### PROBLEM REQUIREMENTS
Exact copies of all the records are to be printed.

### EXTRACTED RECORDS

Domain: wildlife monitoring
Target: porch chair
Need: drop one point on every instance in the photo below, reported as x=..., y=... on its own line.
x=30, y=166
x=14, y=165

### OUTPUT FOR THIS TASK
Domain: wildlife monitoring
Target: porch chair
Need: drop one point on every instance in the photo below, reported as x=..., y=... on its own line.
x=30, y=166
x=14, y=165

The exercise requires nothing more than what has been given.